▶ _ページ抜粋_:
※

上記粘度は、以下の方法により測定される値であり、本明細書に記載の粘度は下記方法により測定された値である。
粘度計としてはTV−22(東機産業製)を用いて、ずり速度=2.25から750(1/s)で、15℃での粘度(mPa・s)を計測したものである。尚、本明細書における表記はずり速度10s−1のものである。
【0101】
また、画像記録用組成物は、常温(25℃)において低揮発性または不揮発性であることがよい。ここで、低揮発性とは大気圧下において沸点が200℃以上であることを意味する。また、不揮発性とは大気圧下において沸点が300℃以上であることを意味する。
【0102】
(インク)
次いで、本実施形態において用いられるインクについて詳細に説明する。なお、このインクは、本発明の記録装置において被硬化層に吐出される液滴に相当する。
インクは水性インク、油性インク共に使用することができるが、環境性の点で水性インクが使用される。水性インク(以下、単にインクと称する)は、記録材に加え、インク溶媒(例えば、水、水溶性有機溶媒)を含んでいる。また、必要に応じて、その他、添加剤を含んでいてもよい。
【0103】
まず、記録材について説明する。記録材としては、主に色材が挙げられる。色材としては、染料、顔料のいずれも用いることができるが、顔料であることがよい。これらの色材としては、公知の材料を用いればよい。

※

▶ _データ抜粋_:

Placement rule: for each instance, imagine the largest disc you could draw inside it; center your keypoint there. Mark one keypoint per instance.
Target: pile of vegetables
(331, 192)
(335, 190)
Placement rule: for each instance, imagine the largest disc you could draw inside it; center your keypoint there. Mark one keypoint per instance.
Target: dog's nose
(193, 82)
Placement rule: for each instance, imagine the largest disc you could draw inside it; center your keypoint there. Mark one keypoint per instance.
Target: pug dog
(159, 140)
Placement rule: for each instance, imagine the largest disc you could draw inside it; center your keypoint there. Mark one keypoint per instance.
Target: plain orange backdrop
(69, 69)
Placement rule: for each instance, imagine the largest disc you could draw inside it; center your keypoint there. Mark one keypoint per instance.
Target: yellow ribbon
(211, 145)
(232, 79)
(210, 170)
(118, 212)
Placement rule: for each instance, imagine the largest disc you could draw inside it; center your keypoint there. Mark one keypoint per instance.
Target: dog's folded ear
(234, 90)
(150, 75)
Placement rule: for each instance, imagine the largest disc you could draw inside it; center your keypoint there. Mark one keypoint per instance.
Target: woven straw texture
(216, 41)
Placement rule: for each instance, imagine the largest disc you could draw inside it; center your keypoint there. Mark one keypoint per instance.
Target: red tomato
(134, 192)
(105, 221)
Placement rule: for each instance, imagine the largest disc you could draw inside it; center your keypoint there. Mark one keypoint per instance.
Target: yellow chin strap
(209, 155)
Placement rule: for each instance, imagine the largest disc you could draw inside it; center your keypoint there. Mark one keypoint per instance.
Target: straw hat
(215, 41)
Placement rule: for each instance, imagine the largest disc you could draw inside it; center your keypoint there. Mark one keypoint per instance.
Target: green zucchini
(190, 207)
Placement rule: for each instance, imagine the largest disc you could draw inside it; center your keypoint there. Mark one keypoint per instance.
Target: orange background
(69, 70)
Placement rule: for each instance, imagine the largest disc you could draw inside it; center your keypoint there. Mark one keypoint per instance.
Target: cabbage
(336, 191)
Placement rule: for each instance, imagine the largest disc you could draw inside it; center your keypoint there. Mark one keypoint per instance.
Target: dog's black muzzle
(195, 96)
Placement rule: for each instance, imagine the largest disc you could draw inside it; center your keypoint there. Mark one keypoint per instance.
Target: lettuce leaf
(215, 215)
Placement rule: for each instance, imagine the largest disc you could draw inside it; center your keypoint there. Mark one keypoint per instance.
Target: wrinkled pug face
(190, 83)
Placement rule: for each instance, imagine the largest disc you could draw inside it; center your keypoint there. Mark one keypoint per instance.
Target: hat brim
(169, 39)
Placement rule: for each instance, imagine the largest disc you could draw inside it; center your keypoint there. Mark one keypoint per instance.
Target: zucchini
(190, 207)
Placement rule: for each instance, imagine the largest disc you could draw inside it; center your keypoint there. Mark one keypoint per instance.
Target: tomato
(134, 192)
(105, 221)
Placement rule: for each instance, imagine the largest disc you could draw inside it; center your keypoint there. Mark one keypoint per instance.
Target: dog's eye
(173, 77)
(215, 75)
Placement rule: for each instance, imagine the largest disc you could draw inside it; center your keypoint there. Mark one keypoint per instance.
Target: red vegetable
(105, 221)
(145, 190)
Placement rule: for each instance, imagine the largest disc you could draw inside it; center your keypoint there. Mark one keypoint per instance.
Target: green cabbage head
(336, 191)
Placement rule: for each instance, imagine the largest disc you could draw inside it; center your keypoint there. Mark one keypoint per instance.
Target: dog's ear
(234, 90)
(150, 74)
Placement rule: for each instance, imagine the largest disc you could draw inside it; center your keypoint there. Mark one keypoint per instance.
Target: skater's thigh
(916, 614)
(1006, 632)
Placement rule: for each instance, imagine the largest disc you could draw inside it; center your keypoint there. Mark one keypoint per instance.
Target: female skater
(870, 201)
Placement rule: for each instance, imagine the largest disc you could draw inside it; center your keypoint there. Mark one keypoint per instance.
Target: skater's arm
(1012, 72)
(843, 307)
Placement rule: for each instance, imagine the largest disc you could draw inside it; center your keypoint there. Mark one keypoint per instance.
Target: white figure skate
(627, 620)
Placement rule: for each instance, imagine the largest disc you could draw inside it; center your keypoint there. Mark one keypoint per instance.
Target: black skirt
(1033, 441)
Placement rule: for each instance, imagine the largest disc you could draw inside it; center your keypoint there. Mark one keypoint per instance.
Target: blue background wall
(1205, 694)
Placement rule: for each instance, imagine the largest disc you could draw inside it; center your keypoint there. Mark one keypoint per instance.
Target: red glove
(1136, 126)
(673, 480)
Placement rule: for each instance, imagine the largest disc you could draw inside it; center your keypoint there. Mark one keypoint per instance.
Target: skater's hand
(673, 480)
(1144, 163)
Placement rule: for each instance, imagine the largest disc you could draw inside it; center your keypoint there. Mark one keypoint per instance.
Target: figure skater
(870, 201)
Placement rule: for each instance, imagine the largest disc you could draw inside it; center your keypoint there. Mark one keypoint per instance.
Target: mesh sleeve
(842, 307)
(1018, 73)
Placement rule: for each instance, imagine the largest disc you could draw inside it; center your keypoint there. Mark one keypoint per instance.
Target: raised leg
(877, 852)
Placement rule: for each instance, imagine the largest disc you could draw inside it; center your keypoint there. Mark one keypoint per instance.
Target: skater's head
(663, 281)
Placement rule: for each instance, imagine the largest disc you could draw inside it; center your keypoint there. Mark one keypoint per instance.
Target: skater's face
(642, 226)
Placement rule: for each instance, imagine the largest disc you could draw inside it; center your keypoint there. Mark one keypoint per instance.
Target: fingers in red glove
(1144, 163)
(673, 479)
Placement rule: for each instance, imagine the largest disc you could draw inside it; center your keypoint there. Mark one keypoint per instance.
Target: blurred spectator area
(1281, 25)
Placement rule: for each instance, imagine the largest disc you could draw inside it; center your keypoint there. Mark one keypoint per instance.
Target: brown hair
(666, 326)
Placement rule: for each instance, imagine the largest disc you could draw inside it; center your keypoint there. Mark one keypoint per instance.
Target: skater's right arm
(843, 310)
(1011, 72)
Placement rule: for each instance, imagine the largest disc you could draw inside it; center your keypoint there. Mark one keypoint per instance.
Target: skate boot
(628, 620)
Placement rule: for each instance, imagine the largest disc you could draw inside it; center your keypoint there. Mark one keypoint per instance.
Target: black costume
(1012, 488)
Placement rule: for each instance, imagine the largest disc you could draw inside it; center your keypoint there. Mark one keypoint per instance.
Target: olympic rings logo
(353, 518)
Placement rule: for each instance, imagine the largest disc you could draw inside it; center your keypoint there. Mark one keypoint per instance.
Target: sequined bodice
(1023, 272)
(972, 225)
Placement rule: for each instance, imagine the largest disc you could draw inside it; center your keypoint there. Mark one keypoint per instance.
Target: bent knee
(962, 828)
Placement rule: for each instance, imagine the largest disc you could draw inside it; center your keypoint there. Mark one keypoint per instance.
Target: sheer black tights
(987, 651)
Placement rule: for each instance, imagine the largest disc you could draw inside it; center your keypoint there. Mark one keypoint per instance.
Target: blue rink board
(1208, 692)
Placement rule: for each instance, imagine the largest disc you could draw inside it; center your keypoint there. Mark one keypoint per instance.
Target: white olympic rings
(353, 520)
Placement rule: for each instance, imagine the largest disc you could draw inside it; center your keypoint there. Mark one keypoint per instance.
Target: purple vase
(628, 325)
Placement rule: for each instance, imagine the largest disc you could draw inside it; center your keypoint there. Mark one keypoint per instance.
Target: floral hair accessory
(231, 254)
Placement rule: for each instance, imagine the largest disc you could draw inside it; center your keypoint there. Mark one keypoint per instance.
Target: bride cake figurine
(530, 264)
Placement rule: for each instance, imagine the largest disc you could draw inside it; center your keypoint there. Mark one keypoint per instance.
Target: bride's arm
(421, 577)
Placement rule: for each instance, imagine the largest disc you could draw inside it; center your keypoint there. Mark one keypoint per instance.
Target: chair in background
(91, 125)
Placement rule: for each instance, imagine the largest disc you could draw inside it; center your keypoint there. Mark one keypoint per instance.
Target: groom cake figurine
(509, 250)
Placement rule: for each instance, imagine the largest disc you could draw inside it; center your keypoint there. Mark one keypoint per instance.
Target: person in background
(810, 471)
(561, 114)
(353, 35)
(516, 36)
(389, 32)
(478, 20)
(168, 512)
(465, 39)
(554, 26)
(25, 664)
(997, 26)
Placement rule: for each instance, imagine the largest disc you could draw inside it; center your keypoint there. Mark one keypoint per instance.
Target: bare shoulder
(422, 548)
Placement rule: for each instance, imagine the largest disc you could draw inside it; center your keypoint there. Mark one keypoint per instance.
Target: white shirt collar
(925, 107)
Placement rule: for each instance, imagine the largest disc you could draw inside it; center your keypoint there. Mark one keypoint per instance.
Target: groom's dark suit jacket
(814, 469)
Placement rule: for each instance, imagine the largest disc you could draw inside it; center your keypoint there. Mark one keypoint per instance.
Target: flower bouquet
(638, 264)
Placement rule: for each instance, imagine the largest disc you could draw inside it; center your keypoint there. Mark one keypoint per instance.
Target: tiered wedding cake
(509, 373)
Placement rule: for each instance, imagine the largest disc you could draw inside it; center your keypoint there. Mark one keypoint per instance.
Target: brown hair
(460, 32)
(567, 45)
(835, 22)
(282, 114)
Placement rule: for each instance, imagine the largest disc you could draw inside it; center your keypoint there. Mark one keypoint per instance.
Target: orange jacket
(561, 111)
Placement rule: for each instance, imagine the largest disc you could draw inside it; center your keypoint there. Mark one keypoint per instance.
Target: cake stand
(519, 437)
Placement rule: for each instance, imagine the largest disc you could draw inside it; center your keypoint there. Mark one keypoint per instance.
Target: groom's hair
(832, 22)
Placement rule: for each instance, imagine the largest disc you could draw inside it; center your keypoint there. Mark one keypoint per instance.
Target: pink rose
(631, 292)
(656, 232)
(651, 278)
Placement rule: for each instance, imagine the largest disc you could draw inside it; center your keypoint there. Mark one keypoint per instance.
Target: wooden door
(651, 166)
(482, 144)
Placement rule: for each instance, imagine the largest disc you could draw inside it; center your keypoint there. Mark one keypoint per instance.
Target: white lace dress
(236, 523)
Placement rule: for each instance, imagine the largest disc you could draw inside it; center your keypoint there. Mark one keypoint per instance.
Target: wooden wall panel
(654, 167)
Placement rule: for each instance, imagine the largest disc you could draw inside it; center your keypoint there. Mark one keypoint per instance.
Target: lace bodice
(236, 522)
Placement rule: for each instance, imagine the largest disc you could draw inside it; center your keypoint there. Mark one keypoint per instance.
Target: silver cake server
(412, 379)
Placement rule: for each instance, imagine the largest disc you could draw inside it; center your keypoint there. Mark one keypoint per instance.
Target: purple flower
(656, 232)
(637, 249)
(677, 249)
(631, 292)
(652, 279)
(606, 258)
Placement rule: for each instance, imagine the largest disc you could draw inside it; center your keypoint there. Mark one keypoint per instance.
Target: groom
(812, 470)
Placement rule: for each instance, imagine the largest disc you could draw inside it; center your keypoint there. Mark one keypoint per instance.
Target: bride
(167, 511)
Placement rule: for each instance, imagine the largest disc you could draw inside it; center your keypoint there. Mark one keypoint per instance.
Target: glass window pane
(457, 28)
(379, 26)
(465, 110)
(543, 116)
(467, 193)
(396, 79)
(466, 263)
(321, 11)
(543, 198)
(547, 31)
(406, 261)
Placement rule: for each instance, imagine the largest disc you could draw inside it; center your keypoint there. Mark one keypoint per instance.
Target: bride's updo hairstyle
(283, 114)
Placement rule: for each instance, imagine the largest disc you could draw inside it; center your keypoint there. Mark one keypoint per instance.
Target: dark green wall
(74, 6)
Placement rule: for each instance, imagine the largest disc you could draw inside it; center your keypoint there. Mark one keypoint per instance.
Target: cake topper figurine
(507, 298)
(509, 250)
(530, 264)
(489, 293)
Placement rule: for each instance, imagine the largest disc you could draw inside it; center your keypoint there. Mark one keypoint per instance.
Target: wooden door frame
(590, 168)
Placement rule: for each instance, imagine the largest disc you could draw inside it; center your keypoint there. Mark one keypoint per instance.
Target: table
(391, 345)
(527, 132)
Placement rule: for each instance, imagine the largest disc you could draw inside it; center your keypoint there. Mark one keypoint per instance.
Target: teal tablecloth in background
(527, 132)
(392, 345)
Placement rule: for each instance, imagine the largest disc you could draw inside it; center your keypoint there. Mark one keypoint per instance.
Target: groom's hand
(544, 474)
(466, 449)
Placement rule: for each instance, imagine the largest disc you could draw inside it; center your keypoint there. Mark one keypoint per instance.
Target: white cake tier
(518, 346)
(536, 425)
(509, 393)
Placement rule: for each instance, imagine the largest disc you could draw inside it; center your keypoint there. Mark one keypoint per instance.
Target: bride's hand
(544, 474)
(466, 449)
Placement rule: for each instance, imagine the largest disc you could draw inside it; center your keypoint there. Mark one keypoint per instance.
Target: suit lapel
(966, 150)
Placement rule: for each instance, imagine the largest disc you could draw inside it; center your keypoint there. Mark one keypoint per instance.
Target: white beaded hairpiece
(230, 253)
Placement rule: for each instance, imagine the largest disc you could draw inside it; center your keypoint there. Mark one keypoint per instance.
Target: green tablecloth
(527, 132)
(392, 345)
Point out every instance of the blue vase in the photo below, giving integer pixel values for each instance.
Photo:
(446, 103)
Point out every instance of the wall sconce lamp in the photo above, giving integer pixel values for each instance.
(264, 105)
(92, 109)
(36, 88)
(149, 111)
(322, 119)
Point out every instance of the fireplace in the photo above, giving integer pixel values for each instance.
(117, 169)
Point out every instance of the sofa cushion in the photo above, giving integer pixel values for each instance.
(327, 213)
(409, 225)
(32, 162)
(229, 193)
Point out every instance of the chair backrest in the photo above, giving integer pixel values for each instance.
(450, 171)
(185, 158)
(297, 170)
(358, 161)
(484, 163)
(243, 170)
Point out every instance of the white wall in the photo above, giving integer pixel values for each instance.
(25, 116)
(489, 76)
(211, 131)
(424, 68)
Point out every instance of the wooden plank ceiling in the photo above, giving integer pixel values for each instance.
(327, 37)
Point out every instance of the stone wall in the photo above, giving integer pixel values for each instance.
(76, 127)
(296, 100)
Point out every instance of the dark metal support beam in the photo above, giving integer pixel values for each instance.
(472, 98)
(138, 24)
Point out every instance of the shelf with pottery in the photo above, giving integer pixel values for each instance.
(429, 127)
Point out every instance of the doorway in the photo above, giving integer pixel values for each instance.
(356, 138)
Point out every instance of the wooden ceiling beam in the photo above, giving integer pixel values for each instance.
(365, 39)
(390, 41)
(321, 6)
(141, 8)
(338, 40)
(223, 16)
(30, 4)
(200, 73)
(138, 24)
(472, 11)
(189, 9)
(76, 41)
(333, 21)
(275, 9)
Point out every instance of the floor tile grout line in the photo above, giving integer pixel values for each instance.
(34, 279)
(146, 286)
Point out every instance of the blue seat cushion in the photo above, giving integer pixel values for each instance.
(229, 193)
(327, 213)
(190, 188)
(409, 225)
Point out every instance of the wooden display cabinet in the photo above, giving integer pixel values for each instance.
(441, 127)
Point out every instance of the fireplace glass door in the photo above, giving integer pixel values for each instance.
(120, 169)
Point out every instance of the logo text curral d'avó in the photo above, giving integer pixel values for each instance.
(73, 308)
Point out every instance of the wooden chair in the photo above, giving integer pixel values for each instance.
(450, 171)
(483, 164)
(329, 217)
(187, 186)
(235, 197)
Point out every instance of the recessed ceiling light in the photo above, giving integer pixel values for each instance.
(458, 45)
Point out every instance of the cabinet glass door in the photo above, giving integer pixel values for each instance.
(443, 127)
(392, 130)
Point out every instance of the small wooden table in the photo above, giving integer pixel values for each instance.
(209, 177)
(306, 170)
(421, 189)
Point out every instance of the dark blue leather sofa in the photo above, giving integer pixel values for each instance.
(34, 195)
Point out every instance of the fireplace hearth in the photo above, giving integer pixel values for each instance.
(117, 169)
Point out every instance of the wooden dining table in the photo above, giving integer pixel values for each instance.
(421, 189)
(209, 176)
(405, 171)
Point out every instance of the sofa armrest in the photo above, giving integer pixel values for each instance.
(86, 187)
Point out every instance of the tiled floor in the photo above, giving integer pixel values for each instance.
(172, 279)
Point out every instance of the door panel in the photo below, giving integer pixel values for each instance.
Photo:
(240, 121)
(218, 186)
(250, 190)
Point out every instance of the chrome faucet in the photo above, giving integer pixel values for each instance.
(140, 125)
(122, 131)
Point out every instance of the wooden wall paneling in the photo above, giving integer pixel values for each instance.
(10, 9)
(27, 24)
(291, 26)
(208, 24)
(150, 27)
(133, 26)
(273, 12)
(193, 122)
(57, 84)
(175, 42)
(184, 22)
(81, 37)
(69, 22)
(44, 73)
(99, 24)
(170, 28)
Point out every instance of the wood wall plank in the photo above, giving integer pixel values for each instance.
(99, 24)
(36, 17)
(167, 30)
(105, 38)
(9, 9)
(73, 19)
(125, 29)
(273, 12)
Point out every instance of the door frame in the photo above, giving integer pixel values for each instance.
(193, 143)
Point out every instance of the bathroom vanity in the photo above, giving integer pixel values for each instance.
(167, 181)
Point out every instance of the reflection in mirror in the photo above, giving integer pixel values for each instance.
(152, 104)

※

▶ _取り組む課題_:
1. インクについての抜粋から、「粘度計としてはTV−22(東」から「に吐出される液滴に相当する。」までの部分をそのまま書き写せ。
2. レコードのうち、「floor」という語を含む行をすべて、一字も変えずに挙げよ。

▶ _課題ごとの解答_:
1.
粘度計としてはTV−22(東機産業製)を用いて、ずり速度=2.25から750(1/s)で、15℃での粘度(mPa・s)を計測したものである。尚、本明細書における表記はずり速度10s−1のものである。
【0101】
また、画像記録用組成物は、常温(25℃)において低揮発性または不揮発性であることがよい。ここで、低揮発性とは大気圧下において沸点が200℃以上であることを意味する。また、不揮発性とは大気圧下において沸点が300℃以上であることを意味する。
【0102】
(インク)
次いで、本実施形態において用いられるインクについて詳細に説明する。なお、このインクは、本発明の記録装置において被硬化層に吐出される液滴に相当する。

2.
Point out every instance of the floor tile grout line in the photo above, giving integer pixel values for each instance.
Point out every instance of the tiled floor in the photo above, giving integer pixel values for each instance.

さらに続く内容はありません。